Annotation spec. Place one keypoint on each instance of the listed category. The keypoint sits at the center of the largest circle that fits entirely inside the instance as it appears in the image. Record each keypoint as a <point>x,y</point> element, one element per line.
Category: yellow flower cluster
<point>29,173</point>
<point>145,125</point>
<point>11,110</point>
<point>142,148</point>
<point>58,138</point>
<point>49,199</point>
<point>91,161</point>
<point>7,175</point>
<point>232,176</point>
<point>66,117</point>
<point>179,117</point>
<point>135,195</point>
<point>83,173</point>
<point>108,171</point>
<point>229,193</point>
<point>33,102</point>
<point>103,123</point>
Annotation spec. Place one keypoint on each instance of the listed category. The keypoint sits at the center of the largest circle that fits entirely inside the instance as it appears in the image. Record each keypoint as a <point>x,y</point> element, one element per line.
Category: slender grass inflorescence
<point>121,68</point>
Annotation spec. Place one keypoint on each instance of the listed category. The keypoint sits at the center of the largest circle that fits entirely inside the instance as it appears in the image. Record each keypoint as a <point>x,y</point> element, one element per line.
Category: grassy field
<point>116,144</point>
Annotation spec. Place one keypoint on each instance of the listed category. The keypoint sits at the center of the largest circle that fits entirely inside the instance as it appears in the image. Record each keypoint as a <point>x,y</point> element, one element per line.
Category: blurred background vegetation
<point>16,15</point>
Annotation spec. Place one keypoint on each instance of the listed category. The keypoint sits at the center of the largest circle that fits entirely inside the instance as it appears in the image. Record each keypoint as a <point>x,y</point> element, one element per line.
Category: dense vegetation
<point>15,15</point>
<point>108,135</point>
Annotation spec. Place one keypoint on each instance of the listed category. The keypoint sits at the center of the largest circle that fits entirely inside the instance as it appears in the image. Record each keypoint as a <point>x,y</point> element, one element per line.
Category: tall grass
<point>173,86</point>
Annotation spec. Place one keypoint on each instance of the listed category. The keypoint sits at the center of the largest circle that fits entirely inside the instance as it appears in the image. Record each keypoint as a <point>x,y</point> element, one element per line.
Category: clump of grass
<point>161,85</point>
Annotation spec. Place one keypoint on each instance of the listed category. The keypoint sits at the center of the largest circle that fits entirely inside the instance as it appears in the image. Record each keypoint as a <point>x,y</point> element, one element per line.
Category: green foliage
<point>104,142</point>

• **WHAT THE TASK REQUIRES**: Copy the records above line for line, making no changes to any character.

• **EXERCISE SOLUTION**:
Annotation spec. Place one keypoint on each instance of the listed category. The keypoint sits at the center of the largest circle that fits entirely inside the instance as it appears in the image. Record each keypoint as a <point>x,y</point> element, one element per line.
Category: yellow flower cluster
<point>29,173</point>
<point>145,125</point>
<point>11,110</point>
<point>142,148</point>
<point>58,138</point>
<point>49,199</point>
<point>91,161</point>
<point>7,175</point>
<point>232,176</point>
<point>66,117</point>
<point>179,117</point>
<point>135,195</point>
<point>83,173</point>
<point>108,171</point>
<point>229,193</point>
<point>33,102</point>
<point>103,123</point>
Annotation spec. Place one keypoint on each instance of the listed category. The keypoint sits at the center of the largest circle that fits entirely inside the instance as it appears in the image. Record each keypoint as a <point>x,y</point> element, one element per line.
Category: slender grass inflorescence
<point>121,68</point>
Annotation spec. Place one keypoint on each instance of the listed category. The keypoint sits at the center of the largest circle that fits entirely inside the instance as it appears in the image. Record each keypoint as a <point>x,y</point> element, one element per line.
Category: grassy field
<point>116,144</point>
Annotation spec. Place one keypoint on each instance of the listed category. The keypoint sits at the center of the largest circle that fits entirely inside the instance as it appears in the image. Record each keypoint as a <point>x,y</point> element, one element per line.
Category: blurred background vegetation
<point>16,15</point>
Annotation spec. Place one keypoint on each instance of the listed category. The keypoint sits at the center of the largest circle that fits entirely inside the instance as it appears in the image. Record each keypoint as a <point>x,y</point> element, one element per line.
Category: dense vegetation
<point>15,15</point>
<point>108,135</point>
Annotation spec. Place one keypoint on each instance of the listed category. The keypoint sits at the center of the largest circle that fits entirely inside the instance as it appears in the image. Record each keypoint as a <point>x,y</point> element, one element per line.
Category: tall grass
<point>173,86</point>
Annotation spec. Place one keypoint on each instance of the listed category. The keypoint sits at the center of the largest circle that fits entirely inside the instance as it appears in the image. Record each keypoint as a <point>x,y</point> element, one element per line.
Category: clump of grass
<point>161,85</point>
Annotation spec. Place one keypoint on each instance of the listed category. The keypoint sits at the center of the largest circle that fits entirely inside the instance as it appears in the image. Record each keypoint as a <point>x,y</point> element, one element per line.
Category: green foliage
<point>104,142</point>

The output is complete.